-- SHORT PROBLEM --
Copy verbatim the lines starting at the line containing "Target: sesame seed in bowl" and ending at the line containing "251 434 L 330", including both of those lines.

[Mask labeling examples]
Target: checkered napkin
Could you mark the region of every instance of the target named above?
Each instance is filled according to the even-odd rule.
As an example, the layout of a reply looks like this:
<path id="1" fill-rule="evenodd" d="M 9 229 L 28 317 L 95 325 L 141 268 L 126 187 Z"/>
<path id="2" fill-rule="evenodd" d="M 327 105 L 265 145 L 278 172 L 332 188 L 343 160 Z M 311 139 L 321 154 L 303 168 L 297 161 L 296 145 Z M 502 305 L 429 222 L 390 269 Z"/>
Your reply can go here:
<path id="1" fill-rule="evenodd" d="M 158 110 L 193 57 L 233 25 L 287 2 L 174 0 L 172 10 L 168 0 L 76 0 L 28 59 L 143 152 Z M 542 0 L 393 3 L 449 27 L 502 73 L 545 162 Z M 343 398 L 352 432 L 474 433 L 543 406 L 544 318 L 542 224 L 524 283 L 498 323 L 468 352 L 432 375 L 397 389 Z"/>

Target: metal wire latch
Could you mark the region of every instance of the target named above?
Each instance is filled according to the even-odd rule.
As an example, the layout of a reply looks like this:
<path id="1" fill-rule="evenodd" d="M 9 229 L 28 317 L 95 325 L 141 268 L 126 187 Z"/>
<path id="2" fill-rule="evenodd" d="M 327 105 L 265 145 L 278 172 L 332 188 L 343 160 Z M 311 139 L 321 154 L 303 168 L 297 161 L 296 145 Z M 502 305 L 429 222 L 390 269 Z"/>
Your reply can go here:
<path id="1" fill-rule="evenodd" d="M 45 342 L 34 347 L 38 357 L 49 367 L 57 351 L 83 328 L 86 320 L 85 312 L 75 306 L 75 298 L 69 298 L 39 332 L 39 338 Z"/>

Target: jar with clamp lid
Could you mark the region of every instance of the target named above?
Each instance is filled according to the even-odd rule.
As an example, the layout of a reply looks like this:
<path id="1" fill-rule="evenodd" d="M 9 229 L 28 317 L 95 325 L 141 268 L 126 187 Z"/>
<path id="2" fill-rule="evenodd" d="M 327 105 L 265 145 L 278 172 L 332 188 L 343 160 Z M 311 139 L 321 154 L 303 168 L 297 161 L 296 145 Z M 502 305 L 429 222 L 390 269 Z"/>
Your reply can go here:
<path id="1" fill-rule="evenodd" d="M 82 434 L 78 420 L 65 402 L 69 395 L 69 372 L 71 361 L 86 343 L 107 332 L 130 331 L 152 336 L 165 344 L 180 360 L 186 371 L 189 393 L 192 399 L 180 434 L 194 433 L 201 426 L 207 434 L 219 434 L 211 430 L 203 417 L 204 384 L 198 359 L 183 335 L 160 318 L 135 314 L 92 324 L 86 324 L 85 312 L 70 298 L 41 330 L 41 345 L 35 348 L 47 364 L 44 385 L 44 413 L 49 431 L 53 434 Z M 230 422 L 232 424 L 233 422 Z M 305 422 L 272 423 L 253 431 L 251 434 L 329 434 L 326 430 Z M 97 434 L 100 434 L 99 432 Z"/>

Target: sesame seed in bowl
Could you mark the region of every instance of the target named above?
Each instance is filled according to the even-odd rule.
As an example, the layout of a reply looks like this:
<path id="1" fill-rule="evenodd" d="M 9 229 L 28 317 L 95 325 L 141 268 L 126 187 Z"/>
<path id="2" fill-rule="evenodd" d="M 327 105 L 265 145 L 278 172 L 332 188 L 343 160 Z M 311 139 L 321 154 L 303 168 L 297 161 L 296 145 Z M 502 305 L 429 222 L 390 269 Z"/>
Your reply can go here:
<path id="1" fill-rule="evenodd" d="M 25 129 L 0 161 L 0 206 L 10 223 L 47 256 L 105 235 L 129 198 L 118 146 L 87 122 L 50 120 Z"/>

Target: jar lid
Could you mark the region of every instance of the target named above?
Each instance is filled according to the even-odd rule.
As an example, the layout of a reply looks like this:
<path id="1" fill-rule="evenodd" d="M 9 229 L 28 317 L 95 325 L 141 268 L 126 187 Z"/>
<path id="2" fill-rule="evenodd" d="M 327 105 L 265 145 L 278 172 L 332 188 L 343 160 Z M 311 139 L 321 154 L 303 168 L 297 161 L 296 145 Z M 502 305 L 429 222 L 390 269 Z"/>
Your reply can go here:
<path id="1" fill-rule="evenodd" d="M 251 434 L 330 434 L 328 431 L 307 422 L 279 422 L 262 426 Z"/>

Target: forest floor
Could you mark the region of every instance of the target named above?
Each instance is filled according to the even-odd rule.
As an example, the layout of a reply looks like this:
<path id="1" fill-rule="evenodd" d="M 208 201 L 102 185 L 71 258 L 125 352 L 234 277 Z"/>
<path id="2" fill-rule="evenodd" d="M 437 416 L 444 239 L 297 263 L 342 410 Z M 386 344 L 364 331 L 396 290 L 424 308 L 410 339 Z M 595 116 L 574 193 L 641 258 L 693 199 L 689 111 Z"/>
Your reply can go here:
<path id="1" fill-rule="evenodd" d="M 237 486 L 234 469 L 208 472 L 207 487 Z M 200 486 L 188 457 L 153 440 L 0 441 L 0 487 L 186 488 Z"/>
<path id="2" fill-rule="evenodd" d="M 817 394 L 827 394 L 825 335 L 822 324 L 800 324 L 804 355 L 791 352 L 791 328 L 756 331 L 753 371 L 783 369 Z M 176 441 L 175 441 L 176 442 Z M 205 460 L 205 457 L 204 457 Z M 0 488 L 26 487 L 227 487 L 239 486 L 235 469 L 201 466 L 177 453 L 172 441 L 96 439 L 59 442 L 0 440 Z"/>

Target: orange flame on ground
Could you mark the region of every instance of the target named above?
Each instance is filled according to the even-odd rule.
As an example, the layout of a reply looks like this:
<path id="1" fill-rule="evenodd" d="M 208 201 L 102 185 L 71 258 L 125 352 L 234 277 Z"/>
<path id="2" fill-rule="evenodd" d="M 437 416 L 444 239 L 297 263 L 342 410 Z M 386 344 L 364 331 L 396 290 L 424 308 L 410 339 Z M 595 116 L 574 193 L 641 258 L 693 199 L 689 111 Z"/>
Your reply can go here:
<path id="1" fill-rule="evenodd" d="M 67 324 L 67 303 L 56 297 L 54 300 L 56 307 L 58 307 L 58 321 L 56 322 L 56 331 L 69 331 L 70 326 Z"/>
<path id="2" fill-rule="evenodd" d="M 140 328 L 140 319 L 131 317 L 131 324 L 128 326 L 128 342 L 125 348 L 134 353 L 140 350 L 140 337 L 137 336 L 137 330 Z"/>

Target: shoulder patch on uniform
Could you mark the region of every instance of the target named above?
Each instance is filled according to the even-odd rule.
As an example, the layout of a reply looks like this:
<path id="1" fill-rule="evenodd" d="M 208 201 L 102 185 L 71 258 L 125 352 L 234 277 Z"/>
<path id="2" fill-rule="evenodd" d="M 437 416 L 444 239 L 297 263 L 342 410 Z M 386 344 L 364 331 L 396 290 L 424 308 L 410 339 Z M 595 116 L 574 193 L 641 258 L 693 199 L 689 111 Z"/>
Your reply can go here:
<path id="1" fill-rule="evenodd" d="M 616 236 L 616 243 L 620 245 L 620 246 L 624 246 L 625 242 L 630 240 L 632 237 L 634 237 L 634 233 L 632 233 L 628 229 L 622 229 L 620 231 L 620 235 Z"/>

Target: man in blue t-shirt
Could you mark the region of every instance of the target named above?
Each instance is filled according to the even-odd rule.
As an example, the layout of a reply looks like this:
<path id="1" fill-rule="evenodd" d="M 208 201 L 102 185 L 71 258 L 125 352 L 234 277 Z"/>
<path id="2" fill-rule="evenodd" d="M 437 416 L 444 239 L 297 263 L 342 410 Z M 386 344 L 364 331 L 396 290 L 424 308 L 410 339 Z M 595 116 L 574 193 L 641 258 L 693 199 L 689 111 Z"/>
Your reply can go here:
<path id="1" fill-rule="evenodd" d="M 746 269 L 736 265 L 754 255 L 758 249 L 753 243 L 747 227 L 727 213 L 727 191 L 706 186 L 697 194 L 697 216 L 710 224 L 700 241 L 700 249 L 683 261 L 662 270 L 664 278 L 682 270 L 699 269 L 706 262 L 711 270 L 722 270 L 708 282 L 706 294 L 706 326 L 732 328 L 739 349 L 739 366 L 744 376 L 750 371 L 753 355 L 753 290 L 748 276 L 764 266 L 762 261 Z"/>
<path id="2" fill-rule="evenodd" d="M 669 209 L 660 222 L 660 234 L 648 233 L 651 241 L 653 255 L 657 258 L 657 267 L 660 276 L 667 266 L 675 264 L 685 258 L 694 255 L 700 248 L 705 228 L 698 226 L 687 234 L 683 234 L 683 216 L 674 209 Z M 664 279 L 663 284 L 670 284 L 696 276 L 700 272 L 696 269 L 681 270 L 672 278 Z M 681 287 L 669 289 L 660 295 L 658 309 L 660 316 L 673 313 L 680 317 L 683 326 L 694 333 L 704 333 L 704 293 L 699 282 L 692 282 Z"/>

-- THE RESULT --
Target: sesame seed in bowl
Could you mark the region of every instance of the target named above?
Each instance is filled according to the even-odd rule.
As an example, the layout of a reply looks like this:
<path id="1" fill-rule="evenodd" d="M 9 229 L 28 317 L 95 325 L 141 268 L 126 187 Z"/>
<path id="2" fill-rule="evenodd" d="M 327 105 L 265 145 L 278 172 L 332 188 L 343 160 Z M 311 139 L 321 154 L 303 168 L 297 161 L 296 145 Z M 502 305 L 429 222 L 390 269 Z"/>
Your reply can go here:
<path id="1" fill-rule="evenodd" d="M 25 129 L 0 161 L 0 206 L 10 223 L 47 256 L 105 235 L 129 198 L 118 146 L 87 122 L 50 120 Z"/>

Target: jar lid
Could you mark the region of every instance of the target named above?
Each instance is filled according to the even-odd rule.
As an example, the layout of a reply looks like this:
<path id="1" fill-rule="evenodd" d="M 9 229 L 28 317 L 95 325 L 141 268 L 126 187 Z"/>
<path id="2" fill-rule="evenodd" d="M 327 105 L 265 145 L 278 172 L 332 188 L 343 160 Z M 311 139 L 321 154 L 303 168 L 297 161 L 296 145 Z M 502 305 L 429 222 L 390 269 Z"/>
Your reply can go here:
<path id="1" fill-rule="evenodd" d="M 251 434 L 330 434 L 328 431 L 307 422 L 279 422 L 262 426 Z"/>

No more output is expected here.